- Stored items
■ ■ ■ ■

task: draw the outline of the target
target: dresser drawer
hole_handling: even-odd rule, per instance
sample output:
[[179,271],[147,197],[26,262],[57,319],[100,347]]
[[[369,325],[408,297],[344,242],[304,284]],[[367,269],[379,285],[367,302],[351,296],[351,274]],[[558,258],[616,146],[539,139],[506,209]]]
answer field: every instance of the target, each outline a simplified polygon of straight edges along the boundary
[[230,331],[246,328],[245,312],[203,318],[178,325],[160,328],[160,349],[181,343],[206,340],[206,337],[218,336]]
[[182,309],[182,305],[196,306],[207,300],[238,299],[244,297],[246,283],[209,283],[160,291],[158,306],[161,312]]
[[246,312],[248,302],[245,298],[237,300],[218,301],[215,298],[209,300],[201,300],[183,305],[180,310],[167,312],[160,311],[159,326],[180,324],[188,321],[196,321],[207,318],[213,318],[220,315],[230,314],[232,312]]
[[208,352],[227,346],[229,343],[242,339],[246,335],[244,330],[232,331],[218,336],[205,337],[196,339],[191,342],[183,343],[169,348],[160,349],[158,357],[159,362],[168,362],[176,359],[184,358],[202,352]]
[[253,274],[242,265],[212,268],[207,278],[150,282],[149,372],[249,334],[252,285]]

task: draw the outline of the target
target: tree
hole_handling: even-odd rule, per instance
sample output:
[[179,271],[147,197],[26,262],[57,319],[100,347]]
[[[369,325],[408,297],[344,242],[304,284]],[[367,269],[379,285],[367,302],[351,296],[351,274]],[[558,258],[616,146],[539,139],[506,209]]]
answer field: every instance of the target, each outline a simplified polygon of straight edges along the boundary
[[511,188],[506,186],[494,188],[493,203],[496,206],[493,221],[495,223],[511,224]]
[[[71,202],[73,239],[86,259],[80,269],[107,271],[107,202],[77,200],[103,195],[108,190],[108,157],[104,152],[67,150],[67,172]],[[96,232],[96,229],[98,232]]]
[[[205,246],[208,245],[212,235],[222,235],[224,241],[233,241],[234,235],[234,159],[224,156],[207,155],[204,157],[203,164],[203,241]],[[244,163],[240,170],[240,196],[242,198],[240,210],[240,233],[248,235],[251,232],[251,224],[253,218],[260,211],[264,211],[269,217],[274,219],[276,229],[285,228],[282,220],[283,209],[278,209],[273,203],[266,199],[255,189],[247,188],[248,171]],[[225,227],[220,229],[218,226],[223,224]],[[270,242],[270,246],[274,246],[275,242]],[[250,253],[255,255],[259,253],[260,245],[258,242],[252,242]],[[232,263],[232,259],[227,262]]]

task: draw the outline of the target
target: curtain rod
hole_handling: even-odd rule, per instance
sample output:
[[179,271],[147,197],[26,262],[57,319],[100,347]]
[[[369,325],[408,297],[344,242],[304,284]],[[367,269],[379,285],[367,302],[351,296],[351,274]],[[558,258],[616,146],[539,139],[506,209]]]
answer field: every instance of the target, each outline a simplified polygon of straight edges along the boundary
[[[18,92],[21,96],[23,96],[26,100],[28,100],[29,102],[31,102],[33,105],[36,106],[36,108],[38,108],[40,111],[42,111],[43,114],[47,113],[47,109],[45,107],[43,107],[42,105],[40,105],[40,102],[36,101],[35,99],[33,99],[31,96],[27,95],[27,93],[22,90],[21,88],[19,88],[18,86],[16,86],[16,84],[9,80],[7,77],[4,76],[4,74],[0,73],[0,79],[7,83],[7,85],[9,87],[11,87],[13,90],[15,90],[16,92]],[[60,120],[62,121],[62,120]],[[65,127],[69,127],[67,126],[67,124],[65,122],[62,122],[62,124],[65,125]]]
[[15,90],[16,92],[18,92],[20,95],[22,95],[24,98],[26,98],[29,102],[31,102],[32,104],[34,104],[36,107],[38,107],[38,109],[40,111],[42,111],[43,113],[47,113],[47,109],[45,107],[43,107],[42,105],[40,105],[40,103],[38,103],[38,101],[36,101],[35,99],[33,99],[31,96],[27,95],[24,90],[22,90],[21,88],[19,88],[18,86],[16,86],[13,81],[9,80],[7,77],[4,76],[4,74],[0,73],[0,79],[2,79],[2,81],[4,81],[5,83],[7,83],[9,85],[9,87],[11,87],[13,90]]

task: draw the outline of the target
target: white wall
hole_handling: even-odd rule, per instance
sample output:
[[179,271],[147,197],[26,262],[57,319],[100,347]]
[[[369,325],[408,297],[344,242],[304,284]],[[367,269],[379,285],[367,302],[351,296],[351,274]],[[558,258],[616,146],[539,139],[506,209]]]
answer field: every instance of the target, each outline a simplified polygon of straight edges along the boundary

■ ■ ■ ■

- About this exercise
A full, exact copy of the entries is the required answer.

- Answer area
task: draw the outline of the target
target: dresser drawer
hole_handling: even-odd rule, per instance
sample output:
[[179,271],[147,197],[26,262],[57,319],[100,347]]
[[[369,325],[408,297],[344,242],[304,284]],[[367,269],[379,285],[367,302],[351,296],[351,274]],[[558,258],[616,146],[539,139],[506,209]]]
answer field: every instance of the target, each outline a simplified polygon of straight edges along the boundary
[[230,331],[246,328],[245,312],[203,318],[178,325],[160,328],[160,349],[181,343],[206,340],[206,337],[218,336]]
[[182,309],[182,305],[196,306],[207,300],[238,299],[244,297],[246,283],[209,283],[160,291],[158,306],[161,312]]
[[246,312],[248,302],[245,298],[237,300],[218,301],[215,298],[209,300],[201,300],[183,305],[180,310],[167,312],[160,311],[159,326],[180,324],[188,321],[196,321],[207,318],[213,318],[220,315],[230,314],[232,312]]
[[208,352],[227,346],[229,343],[242,339],[246,335],[244,330],[232,331],[218,336],[205,337],[196,339],[191,342],[183,343],[169,348],[160,349],[158,357],[159,362],[168,362],[176,359],[184,358],[202,352]]
[[253,274],[242,265],[212,268],[207,278],[150,282],[149,372],[249,334],[252,285]]

task: draw the outline of the target
target: tree
hole_handling: even-odd rule, per instance
sample output:
[[179,271],[147,197],[26,262],[57,319],[100,347]]
[[[369,325],[408,297],[344,242],[304,284]],[[367,269],[379,285],[367,302],[351,296],[351,274]],[[558,258],[616,146],[539,139],[506,209]]]
answer field: every instance of the target, each outline a simplified polygon of straight edges along the boundary
[[511,188],[506,186],[494,188],[493,203],[496,206],[493,221],[495,223],[511,224]]
[[[71,202],[73,239],[86,259],[80,269],[107,271],[107,202],[77,200],[103,195],[108,190],[108,157],[104,152],[67,150],[67,172]],[[96,232],[96,229],[98,232]]]
[[[205,246],[208,245],[212,235],[222,235],[224,241],[233,241],[234,235],[234,159],[224,156],[207,155],[204,157],[203,164],[203,241]],[[244,163],[240,170],[240,196],[242,198],[240,210],[240,233],[248,235],[251,232],[251,224],[253,218],[260,211],[264,211],[269,217],[274,219],[276,229],[285,228],[282,220],[283,209],[278,209],[273,203],[266,199],[255,189],[247,188],[248,171]],[[225,227],[220,229],[218,226],[223,224]],[[270,242],[270,246],[274,246],[275,242]],[[250,253],[255,255],[259,253],[260,245],[258,242],[252,242]],[[232,263],[232,259],[227,262]]]

task: draw the outline of the target
target: curtain rod
hole_handling: even-odd rule, per instance
sample output:
[[179,271],[147,197],[26,262],[57,319],[100,347]]
[[[369,325],[408,297],[344,242],[304,284]],[[367,269],[379,285],[367,302],[351,296],[351,274]],[[558,258],[616,146],[539,139],[506,209]]]
answer field: every instance of the target, each outline a simplified polygon of straight edges along the boundary
[[[18,92],[21,96],[23,96],[26,100],[28,100],[29,102],[31,102],[33,105],[36,106],[36,108],[38,108],[40,111],[42,111],[43,114],[47,113],[47,109],[45,107],[43,107],[42,105],[40,105],[40,102],[36,101],[35,99],[33,99],[31,96],[27,95],[27,93],[22,90],[21,88],[19,88],[18,86],[16,86],[16,84],[9,80],[7,77],[4,76],[4,74],[0,73],[0,79],[7,83],[7,85],[9,87],[11,87],[13,90],[15,90],[16,92]],[[60,120],[62,121],[62,120]],[[65,127],[69,127],[67,126],[67,124],[65,122],[62,122],[62,124],[65,125]]]
[[15,90],[16,92],[18,92],[20,95],[22,95],[24,98],[26,98],[29,102],[31,102],[32,104],[34,104],[36,107],[38,107],[38,109],[40,111],[42,111],[43,113],[47,113],[47,109],[45,107],[43,107],[42,105],[40,105],[40,103],[38,103],[38,101],[36,101],[35,99],[33,99],[31,96],[27,95],[24,90],[22,90],[21,88],[19,88],[18,86],[16,86],[13,81],[9,80],[7,77],[4,76],[4,74],[0,73],[0,79],[2,79],[2,81],[4,81],[5,83],[7,83],[9,85],[9,87],[11,87],[13,90]]

task: draw the outline of the target
target: white wall
hole_handling: even-odd rule, per instance
sample output:
[[179,271],[147,197],[26,262],[57,319],[100,347]]
[[[369,325],[408,297],[344,242],[304,284]],[[367,269],[379,285],[367,302],[351,296],[351,274]],[[558,258],[616,146],[539,139],[506,209]]]
answer field: every instance of the target, each outline a simplified polygon of straight edges along the boundary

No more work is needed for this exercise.